#### Given passage
This is a question of area. Newton's second law of motion states that Force=Mass X Acceleration (F=MA). The product of greater mass, times the acceleration (the current), will result in greater force, which will affect the diver when you add the coeficient of drag to that equation.

Inflating a wing in a current is no different than trying to land in high winds. When I flight instructed, I taught my students to use 1/2 the amount of flaps used in normal landings when landing in gusty conditions, or in high winds, if any at all. Applying this to diving, in a current of about 1 - 2 knots, or better yet, as Walter puts it, "when the bubbles are going down," there is no question that inflating a wing will require stronger finning, as in the aircraft, using full flaps in high winds will require about 30% more power to land at the same speed (Newton's third law of motion, "for every action there is an equal and opposite reaction"). Hence, if you inflate your wing in a down current, and you're unable to keep up the propulsion necessary to counteract for the increased drag, there is no way you're going to avoid a greater speed going down than if you don't inflate the wing and try to swim out of it, or do something else to avoid it.


Semper Safe,

Rick

Ah, you'll understand then that inflating the BC does a similiar function to adding power. Deflated the BC has minimal lift(power). In fact it may have negative lift(power). Inflating the BC is very analagous to adding power in the situation you describe. Further extending the analogy, inflating the BC has a similiar effect to reducing wing loading. The mass involved stays the same.

So, the net effect of inflating the BC is to "add throttle" in an upward direction and to "reduce wing loading". Thus, the diver has increased propulsion to the surface and is more subject to course displacement by burbles in the current.

If the sole thing that happened when a BC was inflated was to increase its' size then I'd agree with you. But, that is not the case. Changing BC inflation is primarily changing lift vectors with changes in size being only a peripheral issue.
########
#### Data segment
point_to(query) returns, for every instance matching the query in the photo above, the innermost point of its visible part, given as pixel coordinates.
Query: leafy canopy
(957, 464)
########
### [Directions]
1 > In the discussion of inflating a BC wing in a current, what amount of flaps did the flight instructor teach students to use when landing in gusty conditions or high winds?
2 > Continue the discussion of inflating a BC wing in a down current, starting after its last sentence.

### [Responses per task]
1 > Half the amount of flaps used in normal landings, if any at all.

2 >
So, if in a downcurrent: First, try to fin out of it(change course). If not successful continue to fin and inflate your BC(add power in an upward direction). If still not successful continue finning and inflating your BC and sequentially drop weights. Of course if diving dry by all means use your dry suit inflation too.
 
ArcticDiver:
Ah, you'll understand then that inflating the BC does a similiar function to adding power. Deflated the BC has minimal lift(power). In fact it may have negative lift(power). Inflating the BC is very analagous to adding power in the situation you describe. Further extending the analogy, inflating the BC has a similiar effect to reducing wing loading. The mass involved stays the same.

So, the net effect of inflating the BC is to "add throttle" in an upward direction and to "reduce wing loading". Thus, the diver has increased propulsion to the surface and is more subject to course displacement by burbles in the current.

If the sole thing that happened when a BC was inflated was to increase its' size then I'd agree with you. But, that is not the case. Changing BC inflation is primarily changing lift vectors with changes in size being only a peripheral issue.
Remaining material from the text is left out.